## DATA EXTRACT
— Begin —

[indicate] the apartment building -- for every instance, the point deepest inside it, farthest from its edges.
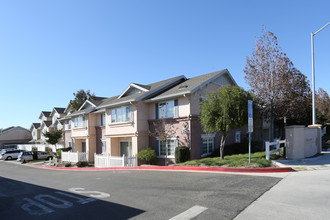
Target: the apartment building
(126, 123)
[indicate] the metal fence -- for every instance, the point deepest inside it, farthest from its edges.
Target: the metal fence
(105, 160)
(74, 156)
(39, 147)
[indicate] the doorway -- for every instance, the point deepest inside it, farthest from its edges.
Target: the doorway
(126, 148)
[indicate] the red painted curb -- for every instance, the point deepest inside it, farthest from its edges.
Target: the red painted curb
(181, 168)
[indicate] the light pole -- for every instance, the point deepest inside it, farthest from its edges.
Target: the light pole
(313, 74)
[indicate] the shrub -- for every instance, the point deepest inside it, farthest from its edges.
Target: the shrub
(59, 151)
(147, 155)
(238, 148)
(48, 149)
(182, 154)
(82, 164)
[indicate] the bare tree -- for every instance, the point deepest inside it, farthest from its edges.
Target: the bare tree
(280, 88)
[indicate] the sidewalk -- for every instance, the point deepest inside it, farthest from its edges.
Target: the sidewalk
(300, 195)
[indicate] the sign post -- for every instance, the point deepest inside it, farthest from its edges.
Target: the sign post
(250, 124)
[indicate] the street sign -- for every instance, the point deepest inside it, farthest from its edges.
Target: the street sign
(250, 115)
(250, 124)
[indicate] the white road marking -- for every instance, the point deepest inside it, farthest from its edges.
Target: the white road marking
(95, 194)
(190, 213)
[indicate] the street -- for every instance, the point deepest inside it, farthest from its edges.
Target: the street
(34, 193)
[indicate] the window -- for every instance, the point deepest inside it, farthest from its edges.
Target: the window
(70, 144)
(121, 114)
(102, 119)
(69, 124)
(207, 144)
(80, 121)
(171, 145)
(103, 145)
(168, 109)
(237, 137)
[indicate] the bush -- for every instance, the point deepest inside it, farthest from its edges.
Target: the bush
(48, 149)
(59, 151)
(182, 154)
(147, 155)
(238, 148)
(82, 164)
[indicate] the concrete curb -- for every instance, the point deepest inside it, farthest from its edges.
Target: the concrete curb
(178, 168)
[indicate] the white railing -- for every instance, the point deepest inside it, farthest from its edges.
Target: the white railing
(40, 147)
(74, 156)
(277, 149)
(105, 160)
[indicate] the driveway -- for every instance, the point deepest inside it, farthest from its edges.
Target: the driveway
(301, 195)
(33, 193)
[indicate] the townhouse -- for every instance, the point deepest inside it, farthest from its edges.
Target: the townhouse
(125, 124)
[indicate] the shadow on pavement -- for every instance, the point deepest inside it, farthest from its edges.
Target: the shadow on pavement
(19, 200)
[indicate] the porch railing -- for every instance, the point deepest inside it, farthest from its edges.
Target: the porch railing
(105, 160)
(40, 147)
(74, 156)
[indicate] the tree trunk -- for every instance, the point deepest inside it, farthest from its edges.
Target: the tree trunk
(222, 145)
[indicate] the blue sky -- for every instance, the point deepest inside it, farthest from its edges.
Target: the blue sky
(51, 49)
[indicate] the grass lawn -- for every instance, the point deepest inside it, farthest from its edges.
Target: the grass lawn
(239, 160)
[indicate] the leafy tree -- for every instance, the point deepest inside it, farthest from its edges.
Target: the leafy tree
(53, 136)
(224, 110)
(280, 88)
(80, 97)
(322, 105)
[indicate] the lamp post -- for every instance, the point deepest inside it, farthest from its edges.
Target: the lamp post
(313, 74)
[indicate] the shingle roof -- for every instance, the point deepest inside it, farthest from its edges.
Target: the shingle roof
(153, 89)
(48, 123)
(46, 113)
(36, 125)
(59, 110)
(188, 86)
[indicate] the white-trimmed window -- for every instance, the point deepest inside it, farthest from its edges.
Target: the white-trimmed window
(80, 121)
(121, 114)
(102, 119)
(167, 109)
(70, 144)
(207, 144)
(237, 137)
(171, 145)
(103, 146)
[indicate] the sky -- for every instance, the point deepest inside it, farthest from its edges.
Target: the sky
(51, 49)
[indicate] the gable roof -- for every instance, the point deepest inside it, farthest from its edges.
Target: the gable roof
(153, 89)
(191, 85)
(35, 125)
(44, 113)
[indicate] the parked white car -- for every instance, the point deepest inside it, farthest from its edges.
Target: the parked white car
(9, 154)
(34, 155)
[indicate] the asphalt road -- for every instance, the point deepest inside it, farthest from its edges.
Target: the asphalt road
(33, 193)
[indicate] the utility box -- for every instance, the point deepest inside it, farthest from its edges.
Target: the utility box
(302, 141)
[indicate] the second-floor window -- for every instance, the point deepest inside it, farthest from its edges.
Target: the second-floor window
(69, 124)
(167, 109)
(121, 114)
(102, 119)
(80, 121)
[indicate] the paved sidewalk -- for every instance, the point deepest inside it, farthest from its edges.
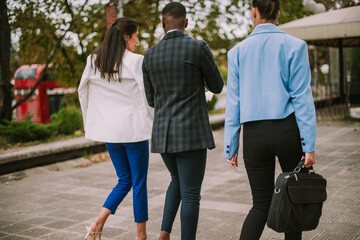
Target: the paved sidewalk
(57, 201)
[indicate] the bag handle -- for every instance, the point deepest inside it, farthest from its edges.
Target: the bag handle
(299, 167)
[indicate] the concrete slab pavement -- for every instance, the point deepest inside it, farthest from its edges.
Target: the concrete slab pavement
(57, 201)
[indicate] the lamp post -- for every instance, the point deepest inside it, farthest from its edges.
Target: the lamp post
(120, 7)
(325, 70)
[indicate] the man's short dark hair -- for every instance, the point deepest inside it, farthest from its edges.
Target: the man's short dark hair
(174, 9)
(268, 8)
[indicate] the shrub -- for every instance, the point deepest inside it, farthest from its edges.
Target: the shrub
(26, 131)
(67, 120)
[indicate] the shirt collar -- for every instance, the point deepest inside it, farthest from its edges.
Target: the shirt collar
(266, 28)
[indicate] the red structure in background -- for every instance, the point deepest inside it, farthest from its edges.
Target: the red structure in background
(46, 98)
(111, 15)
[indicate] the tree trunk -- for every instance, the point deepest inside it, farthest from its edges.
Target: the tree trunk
(5, 84)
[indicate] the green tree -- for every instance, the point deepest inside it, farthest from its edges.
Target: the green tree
(5, 85)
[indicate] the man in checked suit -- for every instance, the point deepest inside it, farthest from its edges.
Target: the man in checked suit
(176, 71)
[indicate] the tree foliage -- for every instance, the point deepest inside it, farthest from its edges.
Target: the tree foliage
(39, 24)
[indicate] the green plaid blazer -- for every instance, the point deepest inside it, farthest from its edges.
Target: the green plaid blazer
(176, 72)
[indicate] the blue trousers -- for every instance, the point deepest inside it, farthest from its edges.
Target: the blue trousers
(131, 162)
(187, 173)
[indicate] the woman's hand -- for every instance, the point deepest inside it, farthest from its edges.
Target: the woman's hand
(233, 162)
(309, 159)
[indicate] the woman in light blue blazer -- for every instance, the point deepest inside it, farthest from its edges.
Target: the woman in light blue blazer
(268, 91)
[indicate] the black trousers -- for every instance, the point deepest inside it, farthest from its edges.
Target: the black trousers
(187, 173)
(263, 140)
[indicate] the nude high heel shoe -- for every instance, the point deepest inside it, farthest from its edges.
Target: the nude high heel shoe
(91, 235)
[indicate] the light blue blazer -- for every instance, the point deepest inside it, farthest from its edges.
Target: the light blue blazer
(269, 78)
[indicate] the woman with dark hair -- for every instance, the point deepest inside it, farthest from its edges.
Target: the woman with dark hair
(115, 111)
(268, 91)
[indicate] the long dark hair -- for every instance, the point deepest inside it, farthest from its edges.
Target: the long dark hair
(268, 8)
(110, 54)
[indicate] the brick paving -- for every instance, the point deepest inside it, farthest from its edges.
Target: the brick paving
(57, 201)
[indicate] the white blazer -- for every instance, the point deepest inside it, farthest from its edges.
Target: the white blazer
(115, 112)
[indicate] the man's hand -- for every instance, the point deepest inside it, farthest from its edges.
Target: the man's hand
(309, 159)
(233, 162)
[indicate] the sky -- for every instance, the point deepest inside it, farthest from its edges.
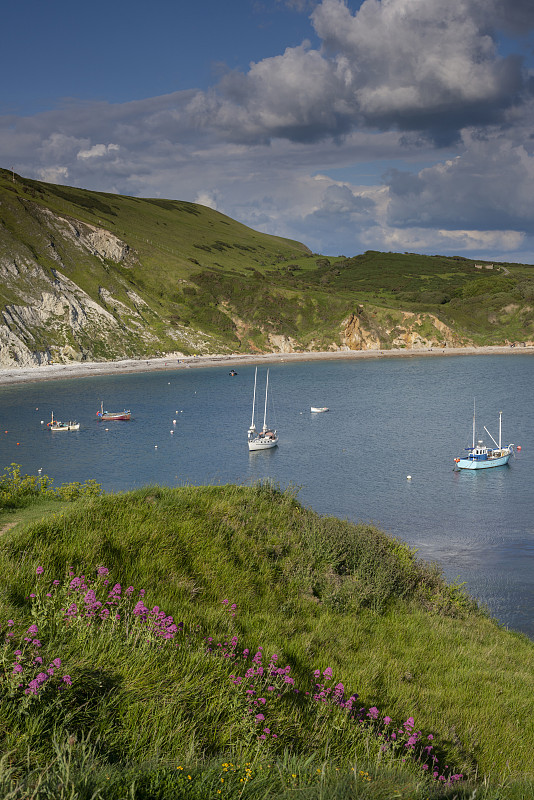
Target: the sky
(349, 125)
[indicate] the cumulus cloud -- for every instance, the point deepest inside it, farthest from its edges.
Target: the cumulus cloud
(409, 64)
(487, 187)
(420, 84)
(98, 151)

— End —

## AIM OF THE TASK
Rewrite the rows from the line containing "[indicate] the cumulus" through the end of the rows, replacing "cumulus cloud" with "storm cloud" and leaving everything else unchanged.

## TASK RESULT
[indicate] the storm cloud -- for every instance, the point deepest inside it, farthest from its edges.
Target: the storm cloud
(409, 64)
(487, 187)
(420, 84)
(98, 151)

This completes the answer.